Task requirements
(A) Please list every metropolitan area that the housing affordability passage gives a numbered ranking under the single-family house standard, along with its ranking.
(B) In the housing affordability passage, what is the title of the author's forthcoming book?

Extract provided
But what if we didn’t use ownership of a single-family house as the measure of what’s affordable? After all, why should this be the standard? To be clear, it’s not the standard for everyone, and it never has been. Poor people aren’t really part of the discussion for Demographia’s report, where the subtitle explicitly notes a focus on “middle-income” folks. The subtext for using the single-family house as a standard is that this is where middle class people should be able to live and what they should be able to afford. But as I discuss in my forthcoming book, The Death and Life of the Single-Family House, this is both unjust and generally a wrong-headed idea. Single-family detached houses are kind of bad for our cities, our lifestyles, and our planet.

But doesn’t this all trickle down? The degree to which the middle class can’t afford single-family houses – a normative life goal! – must indicate pain for everyone, right? Let’s see by looking at a different possible standard: the two bedroom apartment. What if we divided the median yearly rent of a two bedroom apartment by median household income?

Here’s what I get for major North American metropolitan areas:

Comparative-2BR-Rent-to-Income-updated

 

Changing the standard really changes the picture!

By this measure New York City, San Francisco, Los Angeles, and Miami all look like they’re converging at an exceptionally high rent-to-income ratio! By contrast, Vancouver is suddenly far, far down on the list of unaffordable metro areas, as of 2015 below both Seattle and Portland, its American sisters to the South. To be sure Vancouver remains the most expensive metropolitan area in Canada, but this just highlights the very different situations facing renters in Canada and the USA (or at the very least, different measurement issues: see more below).

To return to the theme: on the whole, different standards produce very different results. The most unaffordable metro area in North America using the “ownership of a single-family house” standard suddenly looks pretty average under the “rent a 2BR apartment” standard. The house standard makes San Francisco (3rd), NYC (7th), LA (5th), and Miami (8th) all look more accessible than Vancouver, but the 2BR rental standard leaves a decent lifestyle looking much, much farther out of reach in these locales. In fact, under the 2BR rental standard, unaffordability for Metro Vancouver looks even better than the situation for Metro Dallas or Metro Houston, each deemed perfectly affordable by Demographia’s house standard. It’s no wonder we’re not really seeing the flight of the millennials from Vancouver. The rent’s not too bad.

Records
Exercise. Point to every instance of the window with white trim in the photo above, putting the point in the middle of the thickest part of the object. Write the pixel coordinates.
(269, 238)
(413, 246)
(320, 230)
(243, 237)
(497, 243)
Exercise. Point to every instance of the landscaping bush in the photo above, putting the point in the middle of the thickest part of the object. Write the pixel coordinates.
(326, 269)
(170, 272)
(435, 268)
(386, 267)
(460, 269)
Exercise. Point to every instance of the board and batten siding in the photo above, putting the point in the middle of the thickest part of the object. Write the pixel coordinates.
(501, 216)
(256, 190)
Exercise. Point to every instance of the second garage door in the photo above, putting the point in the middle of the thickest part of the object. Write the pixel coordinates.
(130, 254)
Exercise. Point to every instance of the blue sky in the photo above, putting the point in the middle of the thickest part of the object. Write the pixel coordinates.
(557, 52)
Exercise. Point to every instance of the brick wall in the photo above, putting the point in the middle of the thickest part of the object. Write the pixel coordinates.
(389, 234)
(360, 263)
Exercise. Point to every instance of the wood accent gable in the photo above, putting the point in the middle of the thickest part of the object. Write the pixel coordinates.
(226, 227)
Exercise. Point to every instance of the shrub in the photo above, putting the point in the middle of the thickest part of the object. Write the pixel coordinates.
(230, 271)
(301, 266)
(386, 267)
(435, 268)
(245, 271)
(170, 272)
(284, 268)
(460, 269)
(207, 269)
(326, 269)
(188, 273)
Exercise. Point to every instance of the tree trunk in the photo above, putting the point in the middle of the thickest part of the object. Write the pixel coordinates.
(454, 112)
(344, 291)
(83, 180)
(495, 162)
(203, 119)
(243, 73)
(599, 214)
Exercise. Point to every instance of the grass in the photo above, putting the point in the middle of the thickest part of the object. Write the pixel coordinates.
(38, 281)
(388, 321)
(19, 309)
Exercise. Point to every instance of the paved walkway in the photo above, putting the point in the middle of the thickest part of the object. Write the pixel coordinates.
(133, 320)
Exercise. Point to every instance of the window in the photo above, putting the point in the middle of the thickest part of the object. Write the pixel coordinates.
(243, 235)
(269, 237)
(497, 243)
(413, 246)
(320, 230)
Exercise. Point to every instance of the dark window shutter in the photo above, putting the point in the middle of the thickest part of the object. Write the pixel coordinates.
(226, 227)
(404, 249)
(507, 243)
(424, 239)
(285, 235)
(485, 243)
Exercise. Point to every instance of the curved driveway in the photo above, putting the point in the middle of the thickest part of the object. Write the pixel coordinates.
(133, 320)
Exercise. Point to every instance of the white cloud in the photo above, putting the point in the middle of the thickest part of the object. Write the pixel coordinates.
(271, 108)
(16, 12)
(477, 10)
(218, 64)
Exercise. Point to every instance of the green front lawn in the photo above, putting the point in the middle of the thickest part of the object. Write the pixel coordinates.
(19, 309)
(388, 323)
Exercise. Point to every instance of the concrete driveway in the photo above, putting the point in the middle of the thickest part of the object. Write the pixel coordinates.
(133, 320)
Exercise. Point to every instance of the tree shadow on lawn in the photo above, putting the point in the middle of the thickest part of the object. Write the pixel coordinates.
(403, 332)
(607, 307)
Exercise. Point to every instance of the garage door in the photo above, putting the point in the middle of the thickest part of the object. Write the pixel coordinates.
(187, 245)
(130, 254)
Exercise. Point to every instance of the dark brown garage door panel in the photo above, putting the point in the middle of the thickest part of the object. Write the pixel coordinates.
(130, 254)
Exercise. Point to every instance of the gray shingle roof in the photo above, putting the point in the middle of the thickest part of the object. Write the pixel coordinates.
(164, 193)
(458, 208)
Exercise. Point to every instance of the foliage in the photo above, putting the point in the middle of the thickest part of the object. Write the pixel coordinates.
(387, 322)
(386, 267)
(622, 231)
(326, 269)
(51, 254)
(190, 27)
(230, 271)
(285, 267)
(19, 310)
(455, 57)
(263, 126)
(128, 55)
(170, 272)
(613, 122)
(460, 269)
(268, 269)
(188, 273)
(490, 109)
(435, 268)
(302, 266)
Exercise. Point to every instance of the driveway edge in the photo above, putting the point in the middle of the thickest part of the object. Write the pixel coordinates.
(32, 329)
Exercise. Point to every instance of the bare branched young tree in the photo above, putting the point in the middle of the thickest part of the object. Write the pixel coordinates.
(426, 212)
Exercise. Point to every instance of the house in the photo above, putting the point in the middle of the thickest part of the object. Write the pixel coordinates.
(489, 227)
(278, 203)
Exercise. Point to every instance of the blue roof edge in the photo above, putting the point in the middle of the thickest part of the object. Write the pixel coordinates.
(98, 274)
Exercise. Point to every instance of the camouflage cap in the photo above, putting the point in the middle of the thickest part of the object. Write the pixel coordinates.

Per-task outputs
(A) San Francisco (3rd), New York City (7th), Los Angeles (5th), Miami (8th)

(B) The Death and Life of the Single-Family House